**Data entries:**
★ ★ ★ ★
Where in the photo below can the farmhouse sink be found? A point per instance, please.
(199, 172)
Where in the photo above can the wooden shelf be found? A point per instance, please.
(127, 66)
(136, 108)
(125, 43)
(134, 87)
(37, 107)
★ ★ ★ ★
**ACTION ITEM:**
Every record needs to be reproduced exactly, with none skipped.

**ANSWER TO THE PROBLEM:**
Where in the photo below can the farmhouse sink be found? A point per instance, please.
(199, 172)
Where in the photo above can the wooden shelf be found? A point per instance, please.
(127, 66)
(136, 108)
(125, 43)
(134, 87)
(37, 107)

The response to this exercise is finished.